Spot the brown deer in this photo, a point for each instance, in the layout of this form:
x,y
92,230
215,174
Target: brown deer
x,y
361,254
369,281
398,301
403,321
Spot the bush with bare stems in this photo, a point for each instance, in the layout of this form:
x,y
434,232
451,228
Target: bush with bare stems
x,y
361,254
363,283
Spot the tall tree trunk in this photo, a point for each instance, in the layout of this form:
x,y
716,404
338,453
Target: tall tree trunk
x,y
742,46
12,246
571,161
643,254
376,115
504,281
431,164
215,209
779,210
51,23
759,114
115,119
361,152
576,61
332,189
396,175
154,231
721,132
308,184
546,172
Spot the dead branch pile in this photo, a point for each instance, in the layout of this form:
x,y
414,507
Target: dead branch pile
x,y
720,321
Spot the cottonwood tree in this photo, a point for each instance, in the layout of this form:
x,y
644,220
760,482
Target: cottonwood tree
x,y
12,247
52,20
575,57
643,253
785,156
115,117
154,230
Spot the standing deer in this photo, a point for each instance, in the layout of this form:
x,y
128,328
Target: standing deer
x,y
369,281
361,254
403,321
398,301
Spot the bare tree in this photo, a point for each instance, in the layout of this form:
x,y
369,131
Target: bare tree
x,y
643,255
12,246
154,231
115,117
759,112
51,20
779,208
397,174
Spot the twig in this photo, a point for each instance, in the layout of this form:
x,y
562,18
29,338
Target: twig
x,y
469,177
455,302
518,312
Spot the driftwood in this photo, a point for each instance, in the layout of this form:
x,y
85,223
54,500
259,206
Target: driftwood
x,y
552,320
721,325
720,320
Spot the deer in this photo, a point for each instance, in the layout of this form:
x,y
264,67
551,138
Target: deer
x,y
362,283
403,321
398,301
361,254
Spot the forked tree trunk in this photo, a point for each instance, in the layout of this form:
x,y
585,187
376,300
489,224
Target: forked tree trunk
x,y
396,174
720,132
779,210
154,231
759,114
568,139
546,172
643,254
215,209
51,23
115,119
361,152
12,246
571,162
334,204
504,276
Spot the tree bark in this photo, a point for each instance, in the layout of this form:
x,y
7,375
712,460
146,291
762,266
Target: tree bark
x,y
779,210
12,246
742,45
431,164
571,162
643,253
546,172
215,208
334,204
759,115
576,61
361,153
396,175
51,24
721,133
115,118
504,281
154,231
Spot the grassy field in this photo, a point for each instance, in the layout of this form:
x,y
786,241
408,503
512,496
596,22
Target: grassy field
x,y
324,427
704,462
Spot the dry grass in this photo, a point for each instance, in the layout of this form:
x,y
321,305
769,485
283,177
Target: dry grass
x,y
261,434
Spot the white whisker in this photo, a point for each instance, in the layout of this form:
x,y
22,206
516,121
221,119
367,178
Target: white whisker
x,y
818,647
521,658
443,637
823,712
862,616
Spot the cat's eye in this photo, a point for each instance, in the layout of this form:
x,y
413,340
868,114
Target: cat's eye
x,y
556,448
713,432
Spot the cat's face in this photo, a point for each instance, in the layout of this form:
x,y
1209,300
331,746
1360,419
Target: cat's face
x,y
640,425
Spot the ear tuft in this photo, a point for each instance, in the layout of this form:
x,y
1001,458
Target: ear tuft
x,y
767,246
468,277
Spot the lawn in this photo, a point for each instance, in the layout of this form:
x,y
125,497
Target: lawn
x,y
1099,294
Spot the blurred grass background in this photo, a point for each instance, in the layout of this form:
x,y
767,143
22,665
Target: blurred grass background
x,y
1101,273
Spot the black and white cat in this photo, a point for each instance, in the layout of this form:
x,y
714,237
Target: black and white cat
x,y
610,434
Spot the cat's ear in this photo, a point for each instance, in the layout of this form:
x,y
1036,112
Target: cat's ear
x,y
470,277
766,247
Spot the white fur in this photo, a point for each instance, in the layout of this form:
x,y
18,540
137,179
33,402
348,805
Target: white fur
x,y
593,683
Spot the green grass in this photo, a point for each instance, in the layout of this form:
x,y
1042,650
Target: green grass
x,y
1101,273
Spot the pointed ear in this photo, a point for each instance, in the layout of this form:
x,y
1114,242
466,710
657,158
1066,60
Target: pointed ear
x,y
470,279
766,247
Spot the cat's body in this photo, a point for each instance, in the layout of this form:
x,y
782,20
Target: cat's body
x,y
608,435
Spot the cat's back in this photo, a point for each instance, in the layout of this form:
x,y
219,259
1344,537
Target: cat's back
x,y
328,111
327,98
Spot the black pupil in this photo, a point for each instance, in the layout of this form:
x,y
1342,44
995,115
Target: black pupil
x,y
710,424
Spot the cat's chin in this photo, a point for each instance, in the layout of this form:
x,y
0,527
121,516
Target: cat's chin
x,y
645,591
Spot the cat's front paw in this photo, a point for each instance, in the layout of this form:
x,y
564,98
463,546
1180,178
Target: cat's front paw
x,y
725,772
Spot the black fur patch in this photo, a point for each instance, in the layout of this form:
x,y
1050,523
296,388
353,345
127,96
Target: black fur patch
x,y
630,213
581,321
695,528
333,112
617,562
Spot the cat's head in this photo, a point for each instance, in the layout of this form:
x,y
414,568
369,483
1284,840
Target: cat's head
====
Required work
Extract, verbatim, the lines from the one containing "Spot the pointed" through the last line of the listing above.

Exercise output
Spot the pointed ear in this photo, a point for each instance, in the layout of this form:
x,y
1114,242
466,710
657,158
1066,60
Target: pointed ear
x,y
470,279
766,247
Spot the cat's body in this photo, a point for each instance, in the layout of this form:
x,y
782,20
Target: cat's body
x,y
608,435
Spot the cat's back in this photo, a point for each instance, in the layout of this form:
x,y
219,259
1344,537
Target: cat's back
x,y
328,111
327,98
Spot the black pupil in this photo, a point for each instance, in the layout of this form:
x,y
1342,44
995,115
Target: black pupil
x,y
710,424
Spot the cat's chin in this photo, a point for each instance, in the layout of this form:
x,y
0,527
121,516
Target: cat's chin
x,y
645,591
Spot the cat's front paw in this photo, a point for each instance, in the layout of this form:
x,y
564,98
463,546
1180,178
Target: cat's front paw
x,y
725,772
Spot the black fur patch in this photo, a point for each instance, in the layout of this form:
x,y
1050,523
296,388
353,345
127,96
Target: black fur patch
x,y
630,213
581,321
695,528
333,112
617,562
Spot the cat's head in this photo, a point for each instance, in the layout of this form:
x,y
414,568
369,483
1284,840
Target: cat's head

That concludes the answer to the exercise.